### Exercise requirements:
Reproduce verbatim the rows below, from the line with "example: [671, 418]" up to and including the last line of the rows. Leave the pictures out of your answer.
— begin Data provided —
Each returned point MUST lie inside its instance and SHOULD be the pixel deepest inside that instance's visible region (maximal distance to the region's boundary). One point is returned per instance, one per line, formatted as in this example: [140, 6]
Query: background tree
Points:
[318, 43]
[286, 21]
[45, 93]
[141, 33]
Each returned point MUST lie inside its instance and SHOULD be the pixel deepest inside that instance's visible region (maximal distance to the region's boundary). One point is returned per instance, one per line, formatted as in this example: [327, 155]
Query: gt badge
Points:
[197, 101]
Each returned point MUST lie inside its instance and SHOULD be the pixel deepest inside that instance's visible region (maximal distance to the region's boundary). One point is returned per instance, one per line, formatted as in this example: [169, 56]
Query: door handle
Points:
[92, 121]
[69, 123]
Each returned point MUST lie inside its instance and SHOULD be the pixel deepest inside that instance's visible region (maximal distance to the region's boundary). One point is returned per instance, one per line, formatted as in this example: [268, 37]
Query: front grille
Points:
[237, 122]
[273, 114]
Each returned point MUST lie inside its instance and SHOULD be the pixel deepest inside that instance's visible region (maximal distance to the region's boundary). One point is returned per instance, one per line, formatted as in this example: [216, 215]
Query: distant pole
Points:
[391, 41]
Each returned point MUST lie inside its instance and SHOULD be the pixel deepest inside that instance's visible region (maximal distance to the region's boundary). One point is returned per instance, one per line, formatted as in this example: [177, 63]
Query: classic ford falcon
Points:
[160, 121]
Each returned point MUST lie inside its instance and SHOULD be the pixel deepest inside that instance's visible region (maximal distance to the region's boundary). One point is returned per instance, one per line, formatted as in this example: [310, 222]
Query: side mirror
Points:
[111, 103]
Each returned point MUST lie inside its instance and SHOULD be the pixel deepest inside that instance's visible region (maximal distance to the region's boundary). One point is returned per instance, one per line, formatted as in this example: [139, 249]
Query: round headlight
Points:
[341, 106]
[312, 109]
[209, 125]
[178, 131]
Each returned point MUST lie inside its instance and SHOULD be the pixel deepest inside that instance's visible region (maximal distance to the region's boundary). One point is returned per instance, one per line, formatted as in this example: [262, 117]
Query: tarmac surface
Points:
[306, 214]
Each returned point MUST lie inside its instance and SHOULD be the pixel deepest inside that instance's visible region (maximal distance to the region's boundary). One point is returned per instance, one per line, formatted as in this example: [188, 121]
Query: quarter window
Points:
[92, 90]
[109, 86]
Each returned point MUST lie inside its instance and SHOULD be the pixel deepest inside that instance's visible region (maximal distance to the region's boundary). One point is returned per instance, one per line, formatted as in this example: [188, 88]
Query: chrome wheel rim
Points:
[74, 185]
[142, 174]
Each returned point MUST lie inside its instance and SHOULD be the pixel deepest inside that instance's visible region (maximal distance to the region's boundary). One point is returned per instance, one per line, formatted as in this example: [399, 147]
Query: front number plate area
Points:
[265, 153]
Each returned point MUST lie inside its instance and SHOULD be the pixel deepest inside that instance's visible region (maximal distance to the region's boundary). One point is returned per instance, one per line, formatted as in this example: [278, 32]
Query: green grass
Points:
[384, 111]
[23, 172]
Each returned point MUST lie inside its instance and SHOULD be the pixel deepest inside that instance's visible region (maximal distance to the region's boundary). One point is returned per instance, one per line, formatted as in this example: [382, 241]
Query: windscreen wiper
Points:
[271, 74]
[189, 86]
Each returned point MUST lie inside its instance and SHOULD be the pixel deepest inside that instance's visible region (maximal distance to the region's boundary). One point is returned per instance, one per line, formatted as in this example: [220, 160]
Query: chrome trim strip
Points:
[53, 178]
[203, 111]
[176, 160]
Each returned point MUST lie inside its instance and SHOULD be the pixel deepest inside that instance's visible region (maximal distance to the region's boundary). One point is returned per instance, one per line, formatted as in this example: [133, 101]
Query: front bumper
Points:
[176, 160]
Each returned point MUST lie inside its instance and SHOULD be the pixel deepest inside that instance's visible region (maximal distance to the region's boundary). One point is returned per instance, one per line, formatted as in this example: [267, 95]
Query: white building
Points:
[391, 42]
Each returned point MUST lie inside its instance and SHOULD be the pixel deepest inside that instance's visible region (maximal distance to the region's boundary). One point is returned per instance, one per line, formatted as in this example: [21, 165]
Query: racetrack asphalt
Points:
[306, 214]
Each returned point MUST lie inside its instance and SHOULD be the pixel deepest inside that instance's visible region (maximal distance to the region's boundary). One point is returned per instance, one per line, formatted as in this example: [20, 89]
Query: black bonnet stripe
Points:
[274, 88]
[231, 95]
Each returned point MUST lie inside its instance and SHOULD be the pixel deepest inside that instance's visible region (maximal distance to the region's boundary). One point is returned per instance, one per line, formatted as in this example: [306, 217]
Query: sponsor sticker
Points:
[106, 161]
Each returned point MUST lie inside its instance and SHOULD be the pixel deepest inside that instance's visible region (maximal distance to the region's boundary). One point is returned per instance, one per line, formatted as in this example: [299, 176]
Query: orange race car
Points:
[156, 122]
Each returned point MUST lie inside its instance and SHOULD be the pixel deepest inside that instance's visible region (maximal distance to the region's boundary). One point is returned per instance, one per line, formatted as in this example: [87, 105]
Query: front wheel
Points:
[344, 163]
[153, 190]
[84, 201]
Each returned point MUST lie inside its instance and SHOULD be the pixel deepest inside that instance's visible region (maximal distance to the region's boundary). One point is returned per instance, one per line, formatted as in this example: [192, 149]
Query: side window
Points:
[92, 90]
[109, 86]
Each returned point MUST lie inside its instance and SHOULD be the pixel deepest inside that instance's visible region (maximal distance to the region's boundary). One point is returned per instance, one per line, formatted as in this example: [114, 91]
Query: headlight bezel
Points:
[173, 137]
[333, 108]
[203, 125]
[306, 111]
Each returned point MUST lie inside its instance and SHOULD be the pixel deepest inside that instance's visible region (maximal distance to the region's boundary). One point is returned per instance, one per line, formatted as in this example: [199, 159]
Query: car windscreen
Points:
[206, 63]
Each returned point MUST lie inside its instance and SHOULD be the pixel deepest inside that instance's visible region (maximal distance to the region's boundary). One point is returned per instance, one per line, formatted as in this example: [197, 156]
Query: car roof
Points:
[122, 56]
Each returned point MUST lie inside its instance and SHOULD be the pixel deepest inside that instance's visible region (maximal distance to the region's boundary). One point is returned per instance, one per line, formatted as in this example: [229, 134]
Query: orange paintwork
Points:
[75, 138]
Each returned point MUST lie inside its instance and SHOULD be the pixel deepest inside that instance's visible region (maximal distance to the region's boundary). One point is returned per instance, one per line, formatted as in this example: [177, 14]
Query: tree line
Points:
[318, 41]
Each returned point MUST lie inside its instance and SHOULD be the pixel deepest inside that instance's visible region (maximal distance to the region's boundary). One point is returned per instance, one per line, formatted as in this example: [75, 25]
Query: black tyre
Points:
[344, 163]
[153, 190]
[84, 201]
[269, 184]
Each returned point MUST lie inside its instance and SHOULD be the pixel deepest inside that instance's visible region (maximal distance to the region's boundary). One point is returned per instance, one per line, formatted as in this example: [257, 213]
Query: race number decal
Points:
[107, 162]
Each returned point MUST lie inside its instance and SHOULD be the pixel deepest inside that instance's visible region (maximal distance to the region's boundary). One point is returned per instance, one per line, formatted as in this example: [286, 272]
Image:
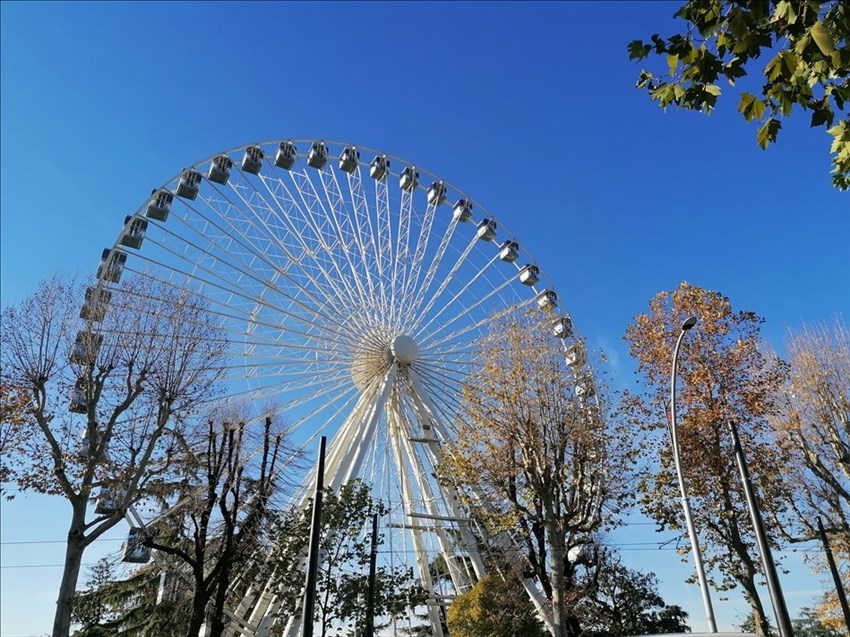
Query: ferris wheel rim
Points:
[139, 212]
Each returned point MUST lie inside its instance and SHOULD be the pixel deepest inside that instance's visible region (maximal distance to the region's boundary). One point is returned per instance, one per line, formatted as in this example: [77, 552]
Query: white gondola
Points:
[285, 156]
[409, 179]
[160, 205]
[86, 346]
[436, 193]
[190, 183]
[220, 168]
[547, 300]
[574, 355]
[509, 251]
[562, 327]
[529, 274]
[379, 167]
[78, 403]
[95, 303]
[134, 232]
[108, 501]
[580, 552]
[318, 155]
[135, 551]
[462, 210]
[349, 159]
[584, 387]
[252, 161]
[486, 229]
[169, 589]
[111, 265]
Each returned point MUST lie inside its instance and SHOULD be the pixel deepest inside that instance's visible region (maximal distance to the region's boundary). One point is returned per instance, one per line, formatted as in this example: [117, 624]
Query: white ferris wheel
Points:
[354, 289]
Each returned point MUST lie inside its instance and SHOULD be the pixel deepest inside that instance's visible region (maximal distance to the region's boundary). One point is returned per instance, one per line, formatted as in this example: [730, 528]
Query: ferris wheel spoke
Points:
[385, 241]
[316, 317]
[207, 284]
[279, 234]
[414, 272]
[448, 375]
[447, 280]
[478, 325]
[309, 199]
[258, 241]
[248, 338]
[443, 401]
[310, 373]
[300, 383]
[422, 292]
[347, 236]
[248, 193]
[400, 263]
[363, 221]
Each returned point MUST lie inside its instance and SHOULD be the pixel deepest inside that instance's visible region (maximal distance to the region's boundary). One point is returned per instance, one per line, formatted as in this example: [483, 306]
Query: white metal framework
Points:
[353, 288]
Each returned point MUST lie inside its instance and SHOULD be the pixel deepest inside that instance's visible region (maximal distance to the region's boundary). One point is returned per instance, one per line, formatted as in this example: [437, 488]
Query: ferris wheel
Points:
[354, 290]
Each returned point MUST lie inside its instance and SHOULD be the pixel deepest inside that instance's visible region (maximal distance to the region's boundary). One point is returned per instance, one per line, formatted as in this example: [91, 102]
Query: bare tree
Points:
[812, 428]
[725, 377]
[135, 362]
[224, 508]
[536, 459]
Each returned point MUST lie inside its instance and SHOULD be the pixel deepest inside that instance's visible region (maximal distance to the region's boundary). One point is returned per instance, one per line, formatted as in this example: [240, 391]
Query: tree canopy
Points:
[725, 377]
[808, 68]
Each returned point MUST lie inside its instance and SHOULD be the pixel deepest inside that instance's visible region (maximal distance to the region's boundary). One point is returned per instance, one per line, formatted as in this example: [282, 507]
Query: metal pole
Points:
[313, 551]
[370, 595]
[783, 620]
[839, 587]
[686, 507]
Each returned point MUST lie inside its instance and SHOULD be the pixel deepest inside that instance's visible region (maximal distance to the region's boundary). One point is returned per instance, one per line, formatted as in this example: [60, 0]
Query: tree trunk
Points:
[559, 555]
[217, 621]
[199, 606]
[73, 560]
[759, 618]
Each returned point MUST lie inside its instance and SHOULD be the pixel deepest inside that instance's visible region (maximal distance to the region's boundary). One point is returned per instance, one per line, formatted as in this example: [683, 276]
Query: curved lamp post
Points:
[703, 584]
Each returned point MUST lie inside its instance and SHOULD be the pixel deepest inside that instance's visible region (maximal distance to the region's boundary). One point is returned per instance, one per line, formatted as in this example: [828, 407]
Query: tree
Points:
[13, 405]
[724, 377]
[494, 607]
[345, 551]
[812, 427]
[809, 68]
[136, 362]
[141, 603]
[808, 624]
[624, 602]
[534, 459]
[222, 509]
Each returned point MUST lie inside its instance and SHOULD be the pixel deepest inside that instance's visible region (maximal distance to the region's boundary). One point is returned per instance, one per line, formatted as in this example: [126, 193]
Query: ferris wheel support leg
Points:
[424, 404]
[357, 433]
[396, 432]
[351, 469]
[462, 582]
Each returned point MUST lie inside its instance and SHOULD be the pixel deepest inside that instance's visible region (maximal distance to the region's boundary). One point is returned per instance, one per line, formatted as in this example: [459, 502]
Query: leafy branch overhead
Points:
[809, 65]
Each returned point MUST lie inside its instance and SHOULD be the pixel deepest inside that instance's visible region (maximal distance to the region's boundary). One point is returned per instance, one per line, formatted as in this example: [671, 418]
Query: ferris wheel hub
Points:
[404, 349]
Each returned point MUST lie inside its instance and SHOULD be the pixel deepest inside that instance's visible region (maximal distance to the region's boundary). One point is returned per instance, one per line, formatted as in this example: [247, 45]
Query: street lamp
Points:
[703, 584]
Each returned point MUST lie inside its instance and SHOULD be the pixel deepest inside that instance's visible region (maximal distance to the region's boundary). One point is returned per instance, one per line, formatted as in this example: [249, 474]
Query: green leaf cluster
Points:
[809, 67]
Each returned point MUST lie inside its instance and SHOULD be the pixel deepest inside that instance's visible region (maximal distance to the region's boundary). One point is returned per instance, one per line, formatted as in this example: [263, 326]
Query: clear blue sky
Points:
[531, 108]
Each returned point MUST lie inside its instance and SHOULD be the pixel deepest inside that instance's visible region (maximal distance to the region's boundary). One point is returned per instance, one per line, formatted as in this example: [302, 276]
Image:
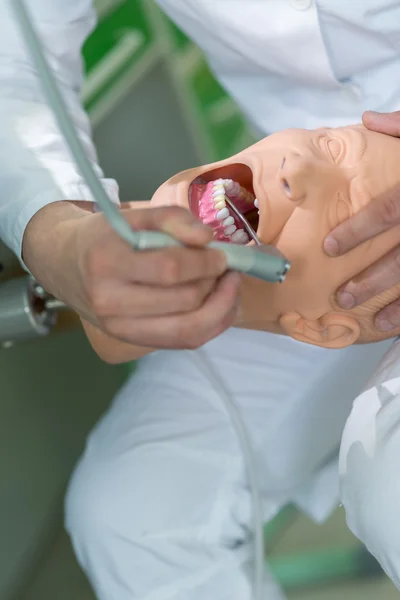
— end Data provided —
### Correct result:
Each returned point MUST lie inside its instance and SHOULD be the pixel deepest inside that instance's visible region (maximal distance to the region's boundary). One point is returned per instance, one per line, formatted as in this example: [671, 418]
Query: ferris wheel hub
Points:
[404, 349]
Each returned point MUST lie inside its instance and SHOULD be the pixel deepest inside that instance's visible region (maximal distance to the region's boundary). One point is returned per instance, one per line, formatted as in this example: [247, 45]
Query: street lamp
Points:
[703, 584]
Each returned point MUST lie inside its instance and SHOULD be the pixel deepest inside that instance's visible region (maximal distance to the region's boundary). One point is returned per instance, one per line, formatted as in this example: [249, 474]
Query: green leaf cluster
Points:
[809, 67]
Each returned point MUST lie inside its instance and SHOULD be the pixel deepest inside that instance's visible region (maximal distance to the region's boundary). One point is returned per instance, one per line, formatted as in this example: [263, 326]
Query: clear blue sky
Points:
[531, 108]
Each returned point MUST lie inside its instance and SHOULD be the pixel deepest inside that instance's visible region (maximal distance to the region's boundary). One point is returned per instance, one per line, formatted as in this example: [302, 276]
Image:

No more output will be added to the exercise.